• [Information given]
########

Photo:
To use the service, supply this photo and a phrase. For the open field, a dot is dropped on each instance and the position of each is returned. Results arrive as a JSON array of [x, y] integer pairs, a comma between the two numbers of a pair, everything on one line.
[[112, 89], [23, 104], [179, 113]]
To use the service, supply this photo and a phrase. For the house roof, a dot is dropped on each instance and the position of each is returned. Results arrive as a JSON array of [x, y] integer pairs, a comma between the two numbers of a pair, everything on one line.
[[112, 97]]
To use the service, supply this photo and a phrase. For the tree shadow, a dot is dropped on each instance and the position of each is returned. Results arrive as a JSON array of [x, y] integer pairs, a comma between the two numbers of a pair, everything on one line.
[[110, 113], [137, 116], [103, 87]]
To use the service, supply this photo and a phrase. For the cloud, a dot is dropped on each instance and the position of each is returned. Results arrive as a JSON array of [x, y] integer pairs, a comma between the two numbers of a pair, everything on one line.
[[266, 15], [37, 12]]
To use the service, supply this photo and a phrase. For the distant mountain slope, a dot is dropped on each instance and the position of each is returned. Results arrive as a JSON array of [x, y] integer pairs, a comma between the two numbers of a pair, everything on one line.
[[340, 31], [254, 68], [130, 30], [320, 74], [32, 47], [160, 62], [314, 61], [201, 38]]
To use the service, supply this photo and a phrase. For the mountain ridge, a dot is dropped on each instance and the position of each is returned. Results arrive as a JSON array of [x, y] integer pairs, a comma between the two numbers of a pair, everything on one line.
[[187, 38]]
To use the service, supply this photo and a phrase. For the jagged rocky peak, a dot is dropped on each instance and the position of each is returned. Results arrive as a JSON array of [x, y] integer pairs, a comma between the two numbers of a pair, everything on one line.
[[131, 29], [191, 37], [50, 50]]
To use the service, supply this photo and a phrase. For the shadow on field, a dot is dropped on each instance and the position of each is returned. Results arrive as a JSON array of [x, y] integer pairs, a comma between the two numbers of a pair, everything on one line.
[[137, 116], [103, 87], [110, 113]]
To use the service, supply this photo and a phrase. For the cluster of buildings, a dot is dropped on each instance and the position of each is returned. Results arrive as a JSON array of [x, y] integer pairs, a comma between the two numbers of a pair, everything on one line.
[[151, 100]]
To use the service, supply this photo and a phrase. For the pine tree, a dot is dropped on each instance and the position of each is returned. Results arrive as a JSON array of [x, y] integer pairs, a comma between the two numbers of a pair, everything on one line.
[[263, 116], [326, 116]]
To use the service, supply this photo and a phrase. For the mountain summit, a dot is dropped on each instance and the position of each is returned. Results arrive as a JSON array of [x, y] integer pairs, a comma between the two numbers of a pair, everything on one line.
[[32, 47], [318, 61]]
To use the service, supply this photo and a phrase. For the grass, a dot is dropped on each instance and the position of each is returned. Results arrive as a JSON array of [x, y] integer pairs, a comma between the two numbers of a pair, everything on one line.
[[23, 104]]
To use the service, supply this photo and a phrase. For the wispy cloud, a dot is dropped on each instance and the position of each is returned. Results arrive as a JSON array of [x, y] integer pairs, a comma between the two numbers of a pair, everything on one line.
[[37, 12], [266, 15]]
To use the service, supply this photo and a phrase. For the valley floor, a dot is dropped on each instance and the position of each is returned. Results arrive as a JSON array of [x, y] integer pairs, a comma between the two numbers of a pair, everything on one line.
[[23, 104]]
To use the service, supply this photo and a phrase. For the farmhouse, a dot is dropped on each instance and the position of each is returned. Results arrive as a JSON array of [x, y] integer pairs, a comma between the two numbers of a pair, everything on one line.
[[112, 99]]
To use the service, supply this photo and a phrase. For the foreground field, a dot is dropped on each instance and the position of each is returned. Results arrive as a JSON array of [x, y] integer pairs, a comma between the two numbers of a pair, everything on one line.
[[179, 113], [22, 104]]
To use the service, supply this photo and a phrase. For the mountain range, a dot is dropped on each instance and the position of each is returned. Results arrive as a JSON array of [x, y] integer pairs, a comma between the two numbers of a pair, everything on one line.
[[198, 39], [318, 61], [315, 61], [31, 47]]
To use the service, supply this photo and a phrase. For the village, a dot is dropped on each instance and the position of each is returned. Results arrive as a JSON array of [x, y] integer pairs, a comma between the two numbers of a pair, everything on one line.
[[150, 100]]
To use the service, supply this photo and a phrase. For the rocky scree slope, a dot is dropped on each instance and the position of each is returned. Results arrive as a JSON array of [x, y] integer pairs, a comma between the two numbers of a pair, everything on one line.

########

• [What you should do]
Transcribe all of the data, keeping every line identical.

• [Exercise answer]
Photo:
To use the service, supply this photo and a phrase. For the open field, a dot is dropped on each instance and the position of each is returned. Results arrive as a JSON array of [x, y] integer pairs, a comma between the two numbers of a pair, everything on one line.
[[112, 89], [23, 104], [179, 113]]
To use the service, supply this photo and a phrase. For the house roof, a dot is dropped on each instance and the position of each is returned. Results arrive as a JSON array of [x, y] integer pairs, a comma between the two numbers of a pair, everything on one line.
[[112, 97]]
To use the service, supply this photo and a phrase. For the tree shadow, a dot is dropped on each instance and the position of each is returned. Results arrive as a JSON array of [x, y] integer pairs, a comma between the two numbers of a pair, everything on one line.
[[110, 113], [137, 116], [103, 87]]
To use the service, supply this photo and a phrase. For the cloud, a dot is dropped on each instance and the position of each is returned. Results arrive as a JSON array of [x, y] integer pairs, a comma between the two numbers of a pair, everything on one line.
[[266, 15], [37, 12]]
To use the service, supply this photo and a phrase. For the distant mountain slope, a dot is dropped on each instance and the position of each is returned. Results arrive as a JSON array of [x, y] integer pairs, a comma between the two numbers of a pair, everything on one line.
[[340, 31], [254, 68], [130, 30], [320, 74], [32, 47], [160, 62], [314, 61], [201, 38]]
To use the service, supply this photo and a phrase. For the mountain ridge, a dot is dropped on each instance and the position of each is returned. Results arrive as a JSON array of [x, y] integer pairs, a comma between the two numbers of a pair, everything on one line.
[[187, 38]]
To use the service, supply this photo and a phrase. For the jagged rocky peak, a dot is dropped on each instance and the position of each is returned. Results arrive as a JSON array of [x, y] integer pairs, a comma between the two numbers of a pair, everything on one line.
[[131, 29], [191, 37], [50, 50]]
To use the service, supply this photo and a phrase. For the shadow on field, a dot is dropped on each instance and the position of each is returned. Results arrive as a JSON array of [x, y] integer pairs, a comma between the two numbers of a pair, everything on one line.
[[137, 116], [103, 87], [110, 113]]
To use the service, supply this photo and a phrase. For the cluster of buildings, a dot is dropped on each instance and the position of each is returned. Results arrive as a JSON array of [x, y] integer pairs, a comma between the two numbers of a pair, everything on one line.
[[151, 100]]
To use the service, supply this photo and a phrase. For the pine tree, a dot is dropped on each instance and the position of each is returned. Results arrive as a JSON array of [x, y] integer pairs, a comma between the two numbers of a pair, everything on one line.
[[263, 116], [326, 116]]
To use the service, supply this photo and a phrase. For the mountain summit, a dot is dropped on each instance and the position of each is returned. Results arrive as a JSON array of [x, y] integer pairs, a comma between the two numbers of a pair, everything on one line.
[[32, 47], [318, 61]]
To use the service, supply this photo and a phrase. For the grass, a dot is dropped on each instance and the position of each is returned. Results arrive as a JSON array of [x, y] integer pairs, a comma between the two numbers of a pair, everything on one line.
[[23, 104]]
To use the service, supply this photo and a phrase. For the wispy cloud, a dot is dropped on each instance and the position of each is returned. Results arrive as a JSON array of [x, y] integer pairs, a comma between the two numbers of a pair, everything on one line.
[[37, 12], [266, 15]]
To use the service, supply this photo and a phrase. For the valley floor, a dot is dropped on each instance and the position of each is returned. Results arrive as a JSON array of [x, y] integer pairs, a comma between the two numbers of a pair, everything on one line.
[[23, 104]]
To use the service, supply this photo and a phrase. For the farmhouse, a dot is dropped on each instance and the position of each is returned. Results arrive as a JSON array of [x, y] integer pairs, a comma between the two numbers of a pair, everything on one line.
[[112, 99]]
To use the service, supply this photo and a phrase. For the foreground field, a dot is dropped on each instance and the position of each is returned. Results arrive as a JSON array of [x, y] integer pairs, a comma between the two numbers of a pair, everything on one line.
[[179, 113], [22, 104]]
To use the service, supply this photo and a phrase. For the mountain range, a dot is dropped on each instance and the position of each is returned. Results arrive as a JSON array of [x, y] integer pairs, a comma between the two numbers of a pair, everything on one line.
[[198, 39], [318, 61], [315, 61], [31, 47]]
To use the service, supply this photo and a phrase. For the village, a dot is dropped on each instance and the position of each is returned. Results arrive as a JSON array of [x, y] integer pairs, a comma between the two numbers of a pair, everything on one line.
[[150, 100]]
To use the service, supply this photo and a phrase. For the rocky scree slope, a dot is dropped on each instance and the position of each is returned. Results arrive as a JSON array of [x, y] integer pairs, a comma between the two numbers of a pair, everything on one line.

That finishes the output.